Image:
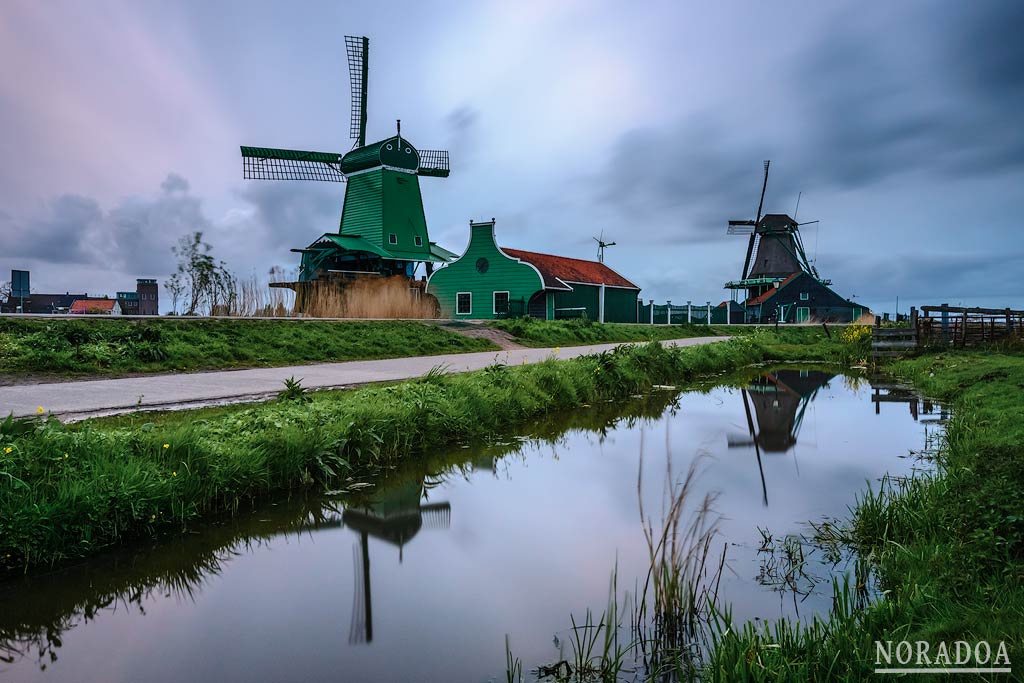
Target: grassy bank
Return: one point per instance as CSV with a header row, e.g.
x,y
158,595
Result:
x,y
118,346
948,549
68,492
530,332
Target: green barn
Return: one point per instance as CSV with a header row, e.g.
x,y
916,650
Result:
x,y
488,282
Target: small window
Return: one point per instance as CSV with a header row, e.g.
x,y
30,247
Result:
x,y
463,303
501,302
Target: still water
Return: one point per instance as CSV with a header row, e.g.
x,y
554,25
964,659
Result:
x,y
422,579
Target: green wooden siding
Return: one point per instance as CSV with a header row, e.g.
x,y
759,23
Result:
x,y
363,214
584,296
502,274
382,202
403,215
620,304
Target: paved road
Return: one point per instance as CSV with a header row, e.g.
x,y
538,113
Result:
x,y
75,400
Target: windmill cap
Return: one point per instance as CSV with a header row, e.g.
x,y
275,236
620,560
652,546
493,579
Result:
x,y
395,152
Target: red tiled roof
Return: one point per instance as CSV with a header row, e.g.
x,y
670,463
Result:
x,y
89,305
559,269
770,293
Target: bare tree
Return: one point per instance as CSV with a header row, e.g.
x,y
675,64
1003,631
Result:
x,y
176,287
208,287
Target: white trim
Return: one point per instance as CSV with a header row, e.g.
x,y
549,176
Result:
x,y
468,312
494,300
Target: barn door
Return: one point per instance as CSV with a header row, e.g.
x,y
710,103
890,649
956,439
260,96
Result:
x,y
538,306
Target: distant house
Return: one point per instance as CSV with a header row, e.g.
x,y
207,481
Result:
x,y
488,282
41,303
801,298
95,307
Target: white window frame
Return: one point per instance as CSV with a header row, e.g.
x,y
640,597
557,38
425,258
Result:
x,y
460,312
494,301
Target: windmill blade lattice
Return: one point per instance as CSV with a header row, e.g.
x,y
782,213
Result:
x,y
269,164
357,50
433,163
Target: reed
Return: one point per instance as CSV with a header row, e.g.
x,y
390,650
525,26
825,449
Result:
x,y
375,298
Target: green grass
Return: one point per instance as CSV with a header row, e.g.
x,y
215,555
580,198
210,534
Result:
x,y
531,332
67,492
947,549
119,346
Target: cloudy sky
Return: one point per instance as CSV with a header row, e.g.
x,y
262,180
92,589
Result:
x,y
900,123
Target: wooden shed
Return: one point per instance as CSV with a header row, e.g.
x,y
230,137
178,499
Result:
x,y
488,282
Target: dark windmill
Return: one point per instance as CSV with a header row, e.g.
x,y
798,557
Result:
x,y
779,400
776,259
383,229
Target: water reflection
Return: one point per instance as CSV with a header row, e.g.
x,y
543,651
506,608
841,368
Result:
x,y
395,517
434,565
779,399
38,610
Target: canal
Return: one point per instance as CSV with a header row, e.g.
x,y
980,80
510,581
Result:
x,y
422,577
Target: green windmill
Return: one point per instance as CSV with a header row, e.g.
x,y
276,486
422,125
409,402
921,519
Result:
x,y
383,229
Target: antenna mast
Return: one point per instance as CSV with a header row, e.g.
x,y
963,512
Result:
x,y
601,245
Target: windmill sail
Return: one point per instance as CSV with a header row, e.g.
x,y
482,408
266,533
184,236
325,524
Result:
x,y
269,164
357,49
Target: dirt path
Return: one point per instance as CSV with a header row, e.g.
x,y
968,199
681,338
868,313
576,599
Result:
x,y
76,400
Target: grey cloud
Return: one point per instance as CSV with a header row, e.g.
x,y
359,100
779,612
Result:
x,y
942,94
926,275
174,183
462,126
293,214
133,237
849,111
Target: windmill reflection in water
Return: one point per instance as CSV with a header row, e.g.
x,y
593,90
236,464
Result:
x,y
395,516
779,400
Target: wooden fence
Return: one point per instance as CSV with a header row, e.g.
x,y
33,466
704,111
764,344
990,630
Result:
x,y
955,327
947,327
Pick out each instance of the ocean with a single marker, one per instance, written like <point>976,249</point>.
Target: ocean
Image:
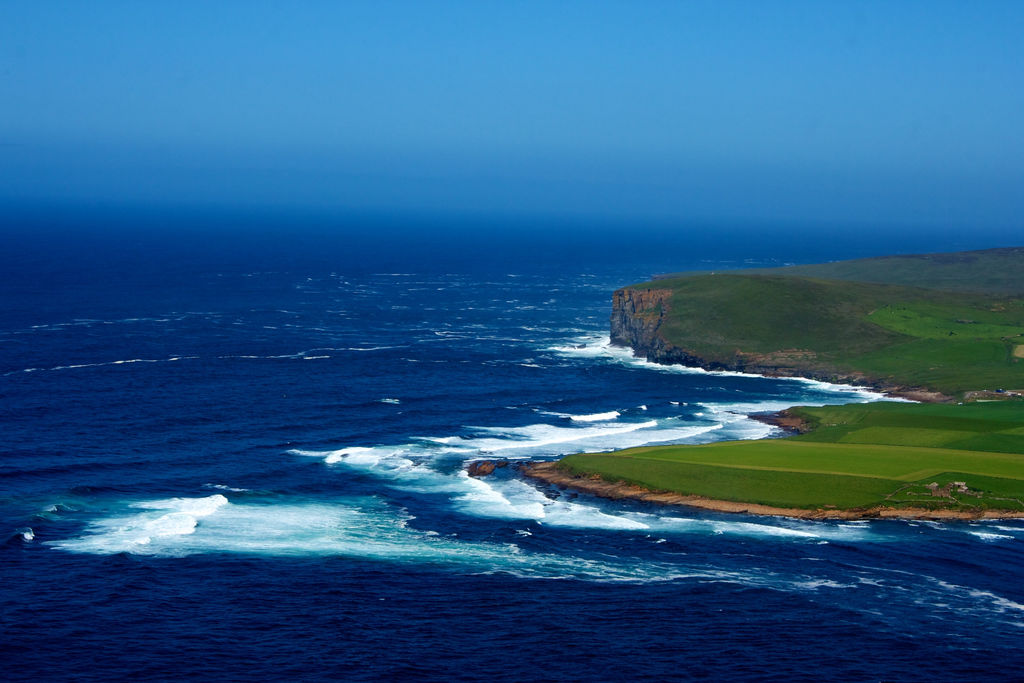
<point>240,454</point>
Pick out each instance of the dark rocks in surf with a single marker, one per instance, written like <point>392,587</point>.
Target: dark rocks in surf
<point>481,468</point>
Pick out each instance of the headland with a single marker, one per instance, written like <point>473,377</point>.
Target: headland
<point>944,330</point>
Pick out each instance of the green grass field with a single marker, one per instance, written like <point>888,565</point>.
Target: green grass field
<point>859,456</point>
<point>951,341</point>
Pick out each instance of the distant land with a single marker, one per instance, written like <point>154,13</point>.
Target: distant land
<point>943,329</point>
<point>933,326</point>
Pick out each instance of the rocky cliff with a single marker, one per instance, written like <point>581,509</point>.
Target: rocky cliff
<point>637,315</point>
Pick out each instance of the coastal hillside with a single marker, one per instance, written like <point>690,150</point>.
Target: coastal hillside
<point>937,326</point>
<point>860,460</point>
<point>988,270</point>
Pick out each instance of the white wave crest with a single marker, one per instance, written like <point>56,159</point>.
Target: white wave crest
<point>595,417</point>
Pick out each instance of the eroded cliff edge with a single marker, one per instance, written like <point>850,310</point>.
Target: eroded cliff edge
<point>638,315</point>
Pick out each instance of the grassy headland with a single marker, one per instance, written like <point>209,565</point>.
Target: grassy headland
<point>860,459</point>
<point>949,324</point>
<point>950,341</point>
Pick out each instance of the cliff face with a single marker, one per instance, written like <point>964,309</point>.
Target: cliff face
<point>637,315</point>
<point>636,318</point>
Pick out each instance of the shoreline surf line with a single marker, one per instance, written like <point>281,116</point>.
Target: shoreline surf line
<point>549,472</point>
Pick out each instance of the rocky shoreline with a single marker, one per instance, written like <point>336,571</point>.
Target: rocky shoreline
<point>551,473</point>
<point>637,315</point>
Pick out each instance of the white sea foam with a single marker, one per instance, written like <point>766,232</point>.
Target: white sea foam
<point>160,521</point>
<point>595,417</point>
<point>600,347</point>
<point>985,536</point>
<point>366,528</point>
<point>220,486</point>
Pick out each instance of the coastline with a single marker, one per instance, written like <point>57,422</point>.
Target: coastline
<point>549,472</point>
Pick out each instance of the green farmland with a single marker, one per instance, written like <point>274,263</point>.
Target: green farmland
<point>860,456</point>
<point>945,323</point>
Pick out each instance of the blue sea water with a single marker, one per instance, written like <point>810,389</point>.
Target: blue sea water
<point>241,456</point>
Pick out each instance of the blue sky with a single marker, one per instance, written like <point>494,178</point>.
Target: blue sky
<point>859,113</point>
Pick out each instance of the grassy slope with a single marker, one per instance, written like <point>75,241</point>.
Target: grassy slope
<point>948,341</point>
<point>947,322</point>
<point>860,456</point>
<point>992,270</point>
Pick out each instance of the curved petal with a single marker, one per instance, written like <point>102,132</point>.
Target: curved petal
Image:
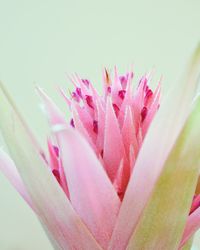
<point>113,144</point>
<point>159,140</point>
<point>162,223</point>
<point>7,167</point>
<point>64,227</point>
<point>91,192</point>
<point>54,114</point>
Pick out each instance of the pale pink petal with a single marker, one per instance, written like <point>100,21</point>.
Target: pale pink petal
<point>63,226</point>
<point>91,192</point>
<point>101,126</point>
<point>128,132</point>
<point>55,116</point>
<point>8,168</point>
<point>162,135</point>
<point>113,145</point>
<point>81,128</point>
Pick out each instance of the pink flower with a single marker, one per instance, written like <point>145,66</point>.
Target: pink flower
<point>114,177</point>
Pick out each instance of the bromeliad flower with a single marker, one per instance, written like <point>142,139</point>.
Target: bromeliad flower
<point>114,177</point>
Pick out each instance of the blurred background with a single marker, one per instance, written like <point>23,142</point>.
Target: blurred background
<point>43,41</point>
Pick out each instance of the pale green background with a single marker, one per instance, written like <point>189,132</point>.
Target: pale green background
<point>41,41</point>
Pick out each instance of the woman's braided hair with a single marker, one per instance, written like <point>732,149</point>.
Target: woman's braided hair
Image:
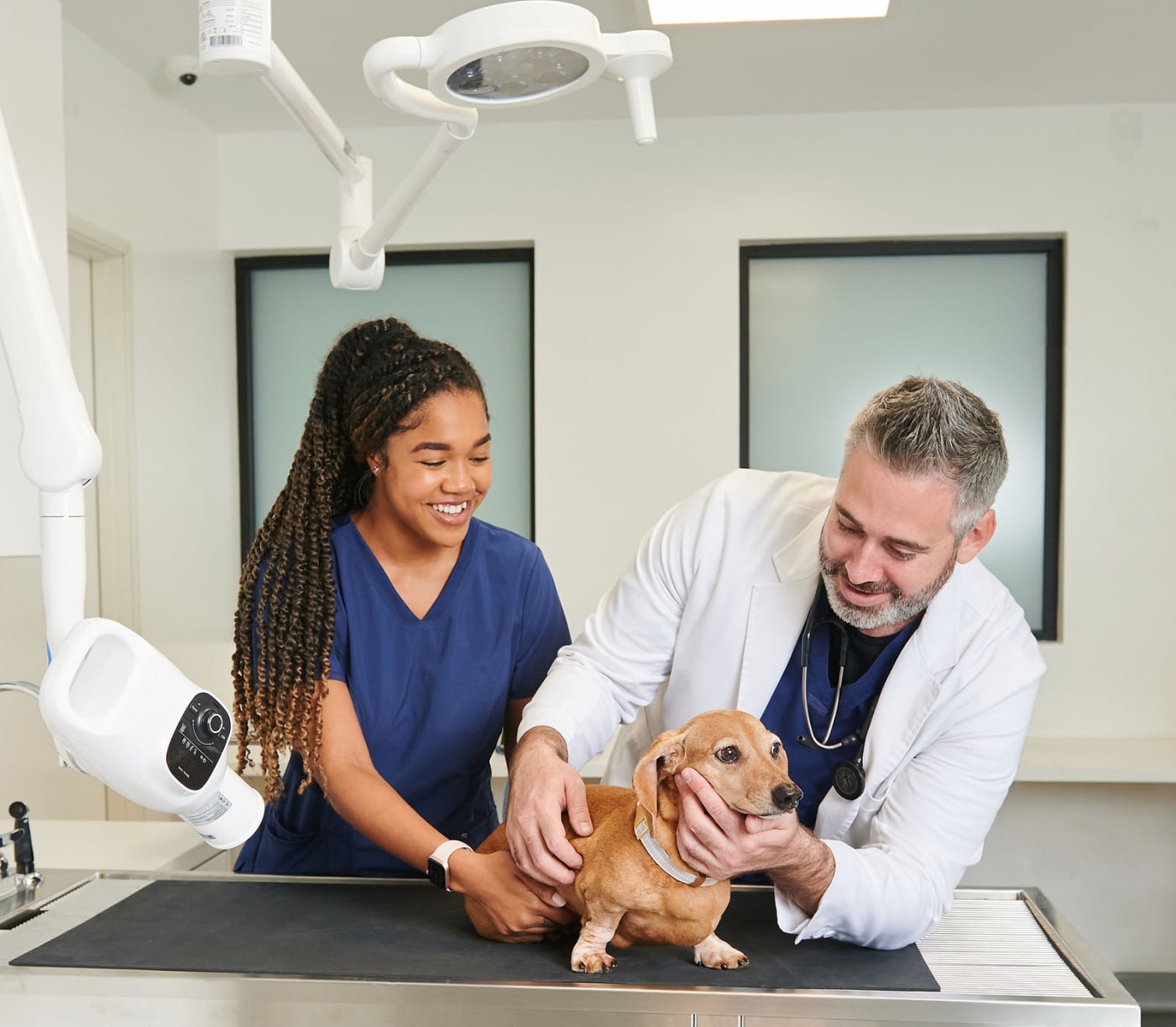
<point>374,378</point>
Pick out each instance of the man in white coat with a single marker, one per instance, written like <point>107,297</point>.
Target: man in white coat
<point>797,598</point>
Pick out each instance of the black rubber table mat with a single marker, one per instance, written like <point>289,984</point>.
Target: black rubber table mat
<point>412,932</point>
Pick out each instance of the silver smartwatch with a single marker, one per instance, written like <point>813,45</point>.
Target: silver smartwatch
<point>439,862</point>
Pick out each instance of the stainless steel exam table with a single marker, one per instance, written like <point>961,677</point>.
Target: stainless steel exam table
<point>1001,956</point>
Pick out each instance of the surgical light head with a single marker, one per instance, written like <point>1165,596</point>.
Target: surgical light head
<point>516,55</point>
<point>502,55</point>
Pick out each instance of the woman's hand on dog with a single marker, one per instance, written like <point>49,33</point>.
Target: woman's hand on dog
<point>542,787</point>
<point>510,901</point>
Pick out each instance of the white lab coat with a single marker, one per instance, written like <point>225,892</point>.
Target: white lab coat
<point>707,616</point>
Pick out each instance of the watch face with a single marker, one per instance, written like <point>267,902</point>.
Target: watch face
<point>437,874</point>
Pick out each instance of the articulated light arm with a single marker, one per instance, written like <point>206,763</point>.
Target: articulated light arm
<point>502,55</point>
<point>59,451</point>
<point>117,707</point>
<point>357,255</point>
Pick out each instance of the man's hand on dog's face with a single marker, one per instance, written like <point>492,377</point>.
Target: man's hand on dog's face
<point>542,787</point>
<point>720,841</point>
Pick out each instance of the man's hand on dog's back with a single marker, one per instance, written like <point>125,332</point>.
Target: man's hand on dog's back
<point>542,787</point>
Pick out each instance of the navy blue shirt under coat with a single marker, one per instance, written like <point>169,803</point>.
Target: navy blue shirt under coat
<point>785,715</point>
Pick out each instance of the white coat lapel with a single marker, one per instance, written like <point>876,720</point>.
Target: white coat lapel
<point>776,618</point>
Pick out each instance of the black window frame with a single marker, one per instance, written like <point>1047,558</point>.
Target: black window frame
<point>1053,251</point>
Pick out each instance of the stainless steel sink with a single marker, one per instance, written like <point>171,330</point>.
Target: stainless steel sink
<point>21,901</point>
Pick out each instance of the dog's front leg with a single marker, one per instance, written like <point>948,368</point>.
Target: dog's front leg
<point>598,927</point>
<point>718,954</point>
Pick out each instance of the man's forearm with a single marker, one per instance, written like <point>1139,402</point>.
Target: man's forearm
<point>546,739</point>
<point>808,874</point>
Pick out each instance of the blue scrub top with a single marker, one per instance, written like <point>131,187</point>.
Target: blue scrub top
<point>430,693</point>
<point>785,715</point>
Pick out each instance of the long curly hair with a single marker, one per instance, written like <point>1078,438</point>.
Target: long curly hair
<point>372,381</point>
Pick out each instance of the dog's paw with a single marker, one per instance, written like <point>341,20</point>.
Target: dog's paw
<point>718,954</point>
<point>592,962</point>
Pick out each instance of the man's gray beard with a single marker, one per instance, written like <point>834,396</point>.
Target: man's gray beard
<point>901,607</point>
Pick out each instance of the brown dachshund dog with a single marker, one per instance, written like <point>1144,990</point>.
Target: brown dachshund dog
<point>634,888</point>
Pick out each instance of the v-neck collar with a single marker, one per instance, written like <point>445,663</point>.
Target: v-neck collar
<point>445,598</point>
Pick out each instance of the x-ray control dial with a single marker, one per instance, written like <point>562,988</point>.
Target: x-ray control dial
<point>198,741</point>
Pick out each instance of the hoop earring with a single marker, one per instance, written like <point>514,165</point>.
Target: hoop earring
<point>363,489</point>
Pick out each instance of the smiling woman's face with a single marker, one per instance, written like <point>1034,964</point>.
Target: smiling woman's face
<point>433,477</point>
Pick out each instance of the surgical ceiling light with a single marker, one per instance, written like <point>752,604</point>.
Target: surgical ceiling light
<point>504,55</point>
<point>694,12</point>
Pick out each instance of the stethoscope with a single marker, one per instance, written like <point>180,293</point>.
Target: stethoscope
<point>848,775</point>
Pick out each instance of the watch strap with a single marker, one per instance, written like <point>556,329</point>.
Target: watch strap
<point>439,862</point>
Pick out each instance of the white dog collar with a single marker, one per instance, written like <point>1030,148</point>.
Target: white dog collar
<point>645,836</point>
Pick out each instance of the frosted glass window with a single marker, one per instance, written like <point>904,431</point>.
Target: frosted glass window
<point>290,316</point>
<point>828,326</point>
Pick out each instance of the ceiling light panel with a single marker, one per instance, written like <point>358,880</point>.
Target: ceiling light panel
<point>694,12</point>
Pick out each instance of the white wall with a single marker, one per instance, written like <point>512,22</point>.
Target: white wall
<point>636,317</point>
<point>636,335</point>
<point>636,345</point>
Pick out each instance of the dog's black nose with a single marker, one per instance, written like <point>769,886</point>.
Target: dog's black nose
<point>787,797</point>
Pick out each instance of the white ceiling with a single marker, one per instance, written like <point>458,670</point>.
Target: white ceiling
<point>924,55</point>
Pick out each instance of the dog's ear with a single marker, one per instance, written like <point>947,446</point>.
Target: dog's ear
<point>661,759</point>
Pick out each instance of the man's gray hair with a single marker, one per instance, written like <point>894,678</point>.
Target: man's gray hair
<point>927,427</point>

-=-=-=-=-

*Exercise directions*:
Lines with "reflection": return each one from the data above.

*Answer*:
Target: water reflection
Target: windmill reflection in water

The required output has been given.